WHAT THE TASK ASKS: An exact repetition of all the entries that follow is required.

*** DATA SUPPLIED ***

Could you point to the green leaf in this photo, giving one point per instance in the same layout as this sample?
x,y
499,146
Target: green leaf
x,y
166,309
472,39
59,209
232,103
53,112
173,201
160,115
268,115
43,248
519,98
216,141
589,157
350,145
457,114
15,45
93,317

*** End of DATA SUPPLIED ***

EXERCISE RESULT:
Could you point to the green leaf in this photo, giving one point per instance in the same layout as this sample?
x,y
499,146
Target: green leaf
x,y
166,309
472,39
59,209
232,103
53,112
173,201
160,115
268,115
43,248
519,98
216,141
589,157
350,145
457,114
15,45
93,317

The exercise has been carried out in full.